Metin Parçası>
------------------------------------------------------------

K Harfi İle
İlgili Tüm Atasözleri ve Anlamları
Kabahat samur kürk olsa, kimse
üstüne almaz: Cezalandırılmamak için kimse suçu üstüne almaz.
Kadın erkeğin eşi, evin güneşidir:
Kadın erkeğin eşi olmakla birlikte güzelliği ile evin güneşi gibidir.
Kabadayı tükürdüğünü yalamaz:
Kabadayı kimse sözünde duran kimsedir.
Kaçan balık büyük olur:
Yakalanamayan ve kaçan balık başkalarına abartılarak anlatılır. Her şeyi olduğu
gibi anlatmalıyız, abartılarda bulunmamalıyız.
Kabahat öldürende değil, ölendedir:
(Kabahat öldüren de mi, ölende mi?): Kimse durup dururken adam öldürmez.
Öldüren kadar ölende de suç vardır.
Kader olmayınca kadir bilinmez:
Şanssız, başı bir türlü dertten kurtulmayan kişiye kimse saygı göstermez.
Kalaylı bakır küflenmez: Önlemi
alınan şeyler, zarara uğramazlar.
Kardeş kardeşi atmış, yar başında
tutmuş: Kardeş kardeşe ne denli kızarsa kızsın, onun zarar görmesini istemez.
Kar kuytuda, para pintide eğleşir:
Kar güneşin değmediği yerlerde olur, para da yemesini bilmeyenlerde durur.
Kâr zararın kardeşidir: Kazanmak
için yaptığımız işte zara de edebiliriz. Kazanırken iyi oluruz kazanmadığımız
zaman da hemen üzülmemeli, yıkılmamalıyız.

------------------------------------------------------------

(Bir koleksiyondan çıkarılmış veriler)
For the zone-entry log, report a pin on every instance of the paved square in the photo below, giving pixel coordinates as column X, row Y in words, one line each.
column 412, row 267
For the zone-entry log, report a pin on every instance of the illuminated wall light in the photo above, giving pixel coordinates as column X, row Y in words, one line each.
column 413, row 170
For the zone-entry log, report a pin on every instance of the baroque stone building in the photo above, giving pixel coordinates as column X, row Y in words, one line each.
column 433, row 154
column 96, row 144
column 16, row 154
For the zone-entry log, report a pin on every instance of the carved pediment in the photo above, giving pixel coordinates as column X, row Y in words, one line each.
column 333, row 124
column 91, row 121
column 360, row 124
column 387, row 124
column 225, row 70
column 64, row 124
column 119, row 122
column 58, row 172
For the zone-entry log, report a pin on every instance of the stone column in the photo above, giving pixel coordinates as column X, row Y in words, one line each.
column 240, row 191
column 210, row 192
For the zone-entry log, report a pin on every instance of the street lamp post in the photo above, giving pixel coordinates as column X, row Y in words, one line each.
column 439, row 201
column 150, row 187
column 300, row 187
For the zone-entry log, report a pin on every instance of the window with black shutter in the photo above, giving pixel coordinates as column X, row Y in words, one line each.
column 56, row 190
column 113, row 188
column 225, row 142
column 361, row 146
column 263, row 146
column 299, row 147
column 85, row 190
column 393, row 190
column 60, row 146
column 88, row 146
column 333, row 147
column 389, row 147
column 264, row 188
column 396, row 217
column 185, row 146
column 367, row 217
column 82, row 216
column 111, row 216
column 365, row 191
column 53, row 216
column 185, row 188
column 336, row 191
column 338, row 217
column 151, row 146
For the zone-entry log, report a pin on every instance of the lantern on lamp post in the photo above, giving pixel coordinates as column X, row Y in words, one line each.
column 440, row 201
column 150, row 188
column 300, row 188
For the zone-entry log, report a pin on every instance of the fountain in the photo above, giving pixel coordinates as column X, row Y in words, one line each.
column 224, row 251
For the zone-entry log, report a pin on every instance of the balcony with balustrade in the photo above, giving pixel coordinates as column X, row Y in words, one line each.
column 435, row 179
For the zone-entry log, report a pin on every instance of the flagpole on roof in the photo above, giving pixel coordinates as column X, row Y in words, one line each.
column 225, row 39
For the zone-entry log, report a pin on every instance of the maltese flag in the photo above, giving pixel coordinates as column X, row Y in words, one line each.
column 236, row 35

------------------------------------------------------------

Amaç 1>
K harfiyle başlayan atasözleri metnine göre şu soruları yanıtlayın:
(a) "Kalaylı bakır küflenmez" atasözüne göre hangi şeyler zarara uğramaz?
(b) "Kar kuytuda, para pintide eğleşir" atasözünün açıklamasına göre kar nerede olur?
(c) "Kabadayı tükürdüğünü yalamaz" atasözünün açıklamasına göre kabadayı nasıl bir kimsedir?
Amaç 2>
K harfiyle başlayan atasözleri metnini, son açıklamadan sonra aynı düzenle ilerletin.
Listedeki kayıtlar, metinden ayrı bir malzemedir.

Yazılı Yanıt 1>
(a) Önlemi alınan şeyler zarara uğramaz.
(b) Kar, güneşin değmediği yerlerde olur.
(c) Kabadayı, sözünde duran kimsedir.

Yazılı Yanıt 2>
Kalın incelene kadar ince üzülür:
Kalın bir cisim incelene dek cisim kırılır, denge sağlanamaz. Doğal bakımdan
eşit olamayan şeyler, yapay yollarla eşit duruma getirilemez.
Kadının fendi erkeği yendi:
Kadınlar işve naz ile erkeği kandırır ve erkeğe her istediğini bu sayede
yaptırır.
Kara haber tez duyulur: Kötü haber
herkes tarafından hemen duyulur
Kar ne kadar çok yağsa yaza,
kalmaz: Doğada her şey karşıtını da içinde barındırır.
Kardeşin büyüğü peder, küçüğü evlat
yerine geçer: Kardeşler arasındaki sevgi ve saygıyı karşılıklı anlayış doğurur.
Kardeşte karın yakın, kulaktan
burun yakın: Eş ile tüm yaşam paylaşıldığı için , eşlerin kardeşten daha yakın
olması doğaldır.
Karpuz sulandıkça büyür: İyi bir
ürün elde edebilmek için , bakımını da iyi yapmak gerekir.
Kavak yaprağını tepeden dökerse kış
çok olur: Halk tarafından denenmiş bir durumdur. Doğanın oluşturduğu denge,
kimi olayların belirtilerini de
beraberinde getirir.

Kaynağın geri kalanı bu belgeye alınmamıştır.